● **WHAT IS ASKED**
Reproduce only the records from the line containing "The endpoint marks every instance of the tree trunk" down through the line containing "x=140, y=52", keeping each request unchanged and shifting every x and y coordinate in the answers up by 95.

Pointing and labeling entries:
>> BEGIN

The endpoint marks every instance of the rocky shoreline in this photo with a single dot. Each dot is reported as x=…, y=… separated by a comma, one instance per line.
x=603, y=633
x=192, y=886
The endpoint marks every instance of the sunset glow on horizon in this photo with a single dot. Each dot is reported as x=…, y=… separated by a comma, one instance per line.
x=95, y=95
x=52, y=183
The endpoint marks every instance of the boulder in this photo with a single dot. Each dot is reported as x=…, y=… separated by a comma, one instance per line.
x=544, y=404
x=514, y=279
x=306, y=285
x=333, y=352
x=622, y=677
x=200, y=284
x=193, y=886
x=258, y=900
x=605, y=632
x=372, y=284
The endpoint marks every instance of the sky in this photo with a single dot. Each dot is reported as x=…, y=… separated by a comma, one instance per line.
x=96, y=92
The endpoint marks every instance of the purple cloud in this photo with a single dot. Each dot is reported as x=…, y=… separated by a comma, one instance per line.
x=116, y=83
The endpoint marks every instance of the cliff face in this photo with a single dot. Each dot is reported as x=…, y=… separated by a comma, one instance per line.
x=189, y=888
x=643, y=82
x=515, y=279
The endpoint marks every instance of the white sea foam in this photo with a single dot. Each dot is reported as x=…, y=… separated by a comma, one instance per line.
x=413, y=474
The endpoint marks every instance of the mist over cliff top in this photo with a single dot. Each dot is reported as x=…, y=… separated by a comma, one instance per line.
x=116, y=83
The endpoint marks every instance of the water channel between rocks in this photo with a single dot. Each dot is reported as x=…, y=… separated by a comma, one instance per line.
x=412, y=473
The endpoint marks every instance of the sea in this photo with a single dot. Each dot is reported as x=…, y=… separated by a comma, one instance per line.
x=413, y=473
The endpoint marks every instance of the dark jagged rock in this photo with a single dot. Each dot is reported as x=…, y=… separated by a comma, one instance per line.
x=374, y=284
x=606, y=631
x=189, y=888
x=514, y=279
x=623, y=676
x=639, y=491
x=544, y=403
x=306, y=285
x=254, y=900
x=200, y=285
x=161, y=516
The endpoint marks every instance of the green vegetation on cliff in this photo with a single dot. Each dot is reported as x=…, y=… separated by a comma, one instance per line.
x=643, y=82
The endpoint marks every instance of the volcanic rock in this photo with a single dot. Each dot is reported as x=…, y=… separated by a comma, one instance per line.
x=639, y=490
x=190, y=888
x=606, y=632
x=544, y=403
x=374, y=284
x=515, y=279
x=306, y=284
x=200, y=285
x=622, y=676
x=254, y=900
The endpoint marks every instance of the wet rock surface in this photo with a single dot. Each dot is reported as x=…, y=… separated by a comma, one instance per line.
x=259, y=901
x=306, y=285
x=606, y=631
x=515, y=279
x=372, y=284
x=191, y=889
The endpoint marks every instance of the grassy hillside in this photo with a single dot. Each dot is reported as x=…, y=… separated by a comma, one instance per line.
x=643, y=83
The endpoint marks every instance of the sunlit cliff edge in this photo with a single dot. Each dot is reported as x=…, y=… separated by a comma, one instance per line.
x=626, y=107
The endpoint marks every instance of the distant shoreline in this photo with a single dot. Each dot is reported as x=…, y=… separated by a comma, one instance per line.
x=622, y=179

>> END
>> BEGIN

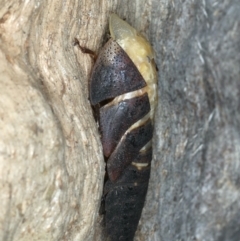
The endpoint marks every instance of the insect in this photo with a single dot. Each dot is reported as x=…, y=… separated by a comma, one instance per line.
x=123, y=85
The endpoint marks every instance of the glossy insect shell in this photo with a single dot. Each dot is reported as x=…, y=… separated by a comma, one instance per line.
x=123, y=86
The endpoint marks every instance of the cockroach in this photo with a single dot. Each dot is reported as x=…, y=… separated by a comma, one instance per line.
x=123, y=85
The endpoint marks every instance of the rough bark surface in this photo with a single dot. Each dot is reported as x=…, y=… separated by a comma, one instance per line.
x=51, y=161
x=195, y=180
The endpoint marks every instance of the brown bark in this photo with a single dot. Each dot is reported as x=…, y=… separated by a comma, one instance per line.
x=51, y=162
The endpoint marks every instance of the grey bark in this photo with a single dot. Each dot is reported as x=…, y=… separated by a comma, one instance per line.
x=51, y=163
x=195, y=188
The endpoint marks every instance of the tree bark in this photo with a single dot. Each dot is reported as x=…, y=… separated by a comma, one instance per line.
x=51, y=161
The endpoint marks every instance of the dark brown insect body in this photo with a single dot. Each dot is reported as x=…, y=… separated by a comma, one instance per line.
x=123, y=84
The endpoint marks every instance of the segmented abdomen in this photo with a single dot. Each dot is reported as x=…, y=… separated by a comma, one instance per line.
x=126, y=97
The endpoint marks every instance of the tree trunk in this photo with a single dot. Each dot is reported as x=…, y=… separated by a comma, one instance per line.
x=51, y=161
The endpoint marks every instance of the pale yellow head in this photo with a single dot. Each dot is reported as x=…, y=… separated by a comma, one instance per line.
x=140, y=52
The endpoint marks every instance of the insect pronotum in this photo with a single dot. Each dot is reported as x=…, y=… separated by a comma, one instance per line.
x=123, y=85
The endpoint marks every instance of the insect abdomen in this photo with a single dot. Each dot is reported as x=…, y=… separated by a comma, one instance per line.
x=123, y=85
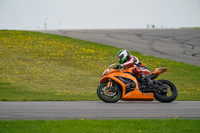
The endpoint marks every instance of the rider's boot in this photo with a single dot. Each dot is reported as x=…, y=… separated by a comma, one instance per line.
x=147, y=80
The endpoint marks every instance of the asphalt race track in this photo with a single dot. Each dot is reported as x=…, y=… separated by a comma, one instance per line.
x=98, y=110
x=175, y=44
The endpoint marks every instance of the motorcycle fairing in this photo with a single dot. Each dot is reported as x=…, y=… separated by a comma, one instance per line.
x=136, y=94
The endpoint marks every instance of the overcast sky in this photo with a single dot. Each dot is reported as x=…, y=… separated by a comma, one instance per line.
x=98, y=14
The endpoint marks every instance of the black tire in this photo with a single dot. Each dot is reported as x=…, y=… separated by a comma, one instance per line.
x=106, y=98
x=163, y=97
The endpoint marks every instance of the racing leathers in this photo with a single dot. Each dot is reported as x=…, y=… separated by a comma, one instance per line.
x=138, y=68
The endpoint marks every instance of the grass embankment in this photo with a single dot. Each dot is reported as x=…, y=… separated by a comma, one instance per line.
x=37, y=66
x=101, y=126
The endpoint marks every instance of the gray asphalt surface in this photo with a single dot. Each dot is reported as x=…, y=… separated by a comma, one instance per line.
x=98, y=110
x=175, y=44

>> END
>> BEGIN

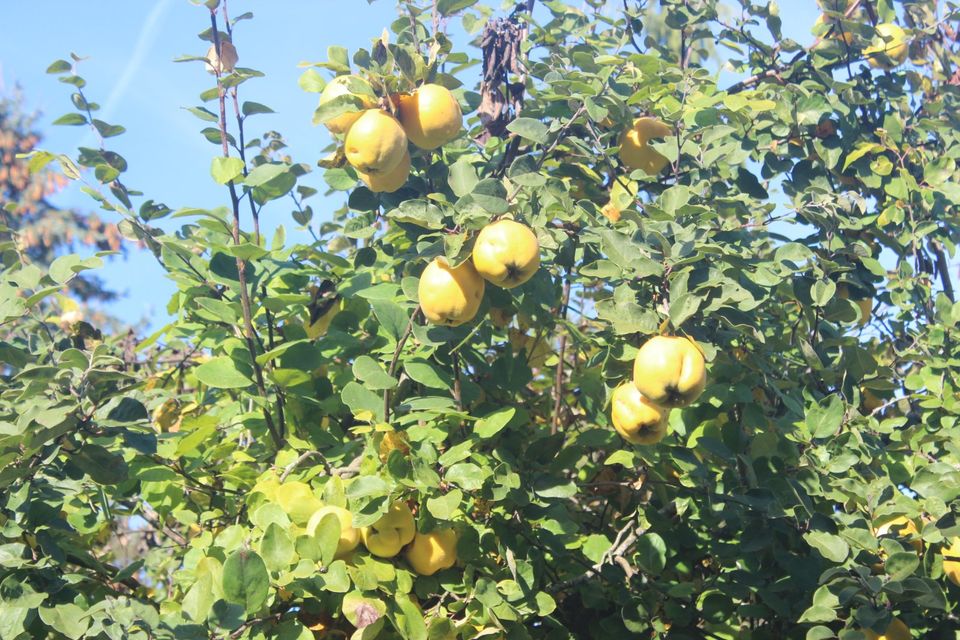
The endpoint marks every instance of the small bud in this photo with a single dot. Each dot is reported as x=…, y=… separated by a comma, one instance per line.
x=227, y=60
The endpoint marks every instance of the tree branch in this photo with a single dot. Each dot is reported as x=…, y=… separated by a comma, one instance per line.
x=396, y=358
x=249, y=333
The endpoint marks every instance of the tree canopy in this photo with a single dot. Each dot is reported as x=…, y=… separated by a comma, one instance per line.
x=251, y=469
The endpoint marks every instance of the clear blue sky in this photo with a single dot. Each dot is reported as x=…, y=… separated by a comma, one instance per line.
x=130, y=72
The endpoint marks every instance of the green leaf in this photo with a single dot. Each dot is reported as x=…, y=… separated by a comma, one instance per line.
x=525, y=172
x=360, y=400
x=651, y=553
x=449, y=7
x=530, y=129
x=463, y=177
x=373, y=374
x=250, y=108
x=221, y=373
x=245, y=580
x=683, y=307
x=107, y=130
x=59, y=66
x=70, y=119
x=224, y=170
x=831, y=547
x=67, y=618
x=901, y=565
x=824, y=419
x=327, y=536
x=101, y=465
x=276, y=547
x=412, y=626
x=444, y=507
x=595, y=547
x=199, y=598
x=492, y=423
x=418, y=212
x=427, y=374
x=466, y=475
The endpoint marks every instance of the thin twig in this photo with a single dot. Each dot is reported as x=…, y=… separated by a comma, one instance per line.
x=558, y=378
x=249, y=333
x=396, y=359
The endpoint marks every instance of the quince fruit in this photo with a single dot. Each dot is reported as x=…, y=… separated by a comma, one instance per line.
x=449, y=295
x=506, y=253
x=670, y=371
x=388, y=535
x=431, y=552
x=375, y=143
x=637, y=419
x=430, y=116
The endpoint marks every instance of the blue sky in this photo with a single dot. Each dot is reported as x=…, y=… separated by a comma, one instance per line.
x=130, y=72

>> END

● **TASK RESULT**
The endpoint marks every instance of the tree trunk in this photo with a single dot. Each dot is reported as x=…, y=… separated by a comma, one instance per line.
x=146, y=256
The endpoint marks every instance of the pale yellow head in this photo with a single dot. Each dot is reported as x=…, y=… separated by a comma, one instance per line.
x=235, y=147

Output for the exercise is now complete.